[Natural-language object grounding data]
=== Begin Enclosure ===

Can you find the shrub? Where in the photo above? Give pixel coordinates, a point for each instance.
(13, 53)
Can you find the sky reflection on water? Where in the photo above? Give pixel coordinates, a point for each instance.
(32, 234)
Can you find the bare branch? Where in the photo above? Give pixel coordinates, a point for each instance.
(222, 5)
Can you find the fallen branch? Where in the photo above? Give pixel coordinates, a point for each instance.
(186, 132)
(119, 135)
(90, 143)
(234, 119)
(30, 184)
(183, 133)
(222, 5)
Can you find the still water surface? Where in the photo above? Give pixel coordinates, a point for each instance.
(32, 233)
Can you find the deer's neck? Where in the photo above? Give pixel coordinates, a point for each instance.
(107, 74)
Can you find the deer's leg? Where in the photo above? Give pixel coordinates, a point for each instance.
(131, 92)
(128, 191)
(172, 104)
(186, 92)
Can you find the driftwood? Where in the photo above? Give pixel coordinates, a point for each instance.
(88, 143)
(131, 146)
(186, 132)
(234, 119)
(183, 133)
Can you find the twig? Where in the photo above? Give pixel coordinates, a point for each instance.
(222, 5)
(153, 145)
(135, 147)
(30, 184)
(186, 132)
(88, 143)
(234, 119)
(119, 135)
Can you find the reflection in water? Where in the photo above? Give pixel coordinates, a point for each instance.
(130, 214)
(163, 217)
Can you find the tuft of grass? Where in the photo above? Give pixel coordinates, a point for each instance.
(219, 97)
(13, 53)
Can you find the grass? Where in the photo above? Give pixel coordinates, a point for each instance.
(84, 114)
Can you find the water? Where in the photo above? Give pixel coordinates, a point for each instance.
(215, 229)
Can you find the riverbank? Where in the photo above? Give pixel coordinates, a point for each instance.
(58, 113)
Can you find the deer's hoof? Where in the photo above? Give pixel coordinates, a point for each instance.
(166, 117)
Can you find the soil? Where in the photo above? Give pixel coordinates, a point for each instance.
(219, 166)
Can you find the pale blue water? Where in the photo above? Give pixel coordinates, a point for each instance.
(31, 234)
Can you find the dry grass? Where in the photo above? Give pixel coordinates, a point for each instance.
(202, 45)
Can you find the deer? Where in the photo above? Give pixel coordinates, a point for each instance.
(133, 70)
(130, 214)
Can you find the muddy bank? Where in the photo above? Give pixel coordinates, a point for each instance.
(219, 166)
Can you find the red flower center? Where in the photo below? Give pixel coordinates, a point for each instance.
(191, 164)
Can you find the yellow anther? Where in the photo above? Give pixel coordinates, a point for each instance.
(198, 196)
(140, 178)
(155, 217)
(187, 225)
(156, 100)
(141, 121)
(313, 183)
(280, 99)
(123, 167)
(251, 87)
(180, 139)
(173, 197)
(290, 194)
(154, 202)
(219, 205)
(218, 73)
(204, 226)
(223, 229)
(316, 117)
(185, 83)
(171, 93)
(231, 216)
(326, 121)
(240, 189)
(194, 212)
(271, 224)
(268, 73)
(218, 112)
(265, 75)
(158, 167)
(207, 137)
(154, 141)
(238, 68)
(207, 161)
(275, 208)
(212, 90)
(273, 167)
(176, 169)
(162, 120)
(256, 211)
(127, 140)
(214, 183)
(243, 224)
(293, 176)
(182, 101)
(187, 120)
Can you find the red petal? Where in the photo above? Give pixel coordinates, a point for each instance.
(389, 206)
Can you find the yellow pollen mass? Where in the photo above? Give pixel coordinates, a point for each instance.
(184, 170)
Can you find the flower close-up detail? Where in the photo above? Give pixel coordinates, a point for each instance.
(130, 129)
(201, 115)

=== End Enclosure ===

# [Assignment]
Each line above, from the one that contains "Can you find the red petal?" to the last line of the records, should be repeated exactly. Leave out all others.

# [Completed exercise]
Can you find the red petal? Where in the photo above? Give pixel coordinates, a point for each instance.
(389, 206)
Can you find the yellow pollen mass? Where in the photo above? Give pixel coordinates, a point for each instance.
(184, 170)
Can you find the flower close-up detail? Where in the photo above? Give pixel coordinates, a point for each instance.
(130, 129)
(201, 115)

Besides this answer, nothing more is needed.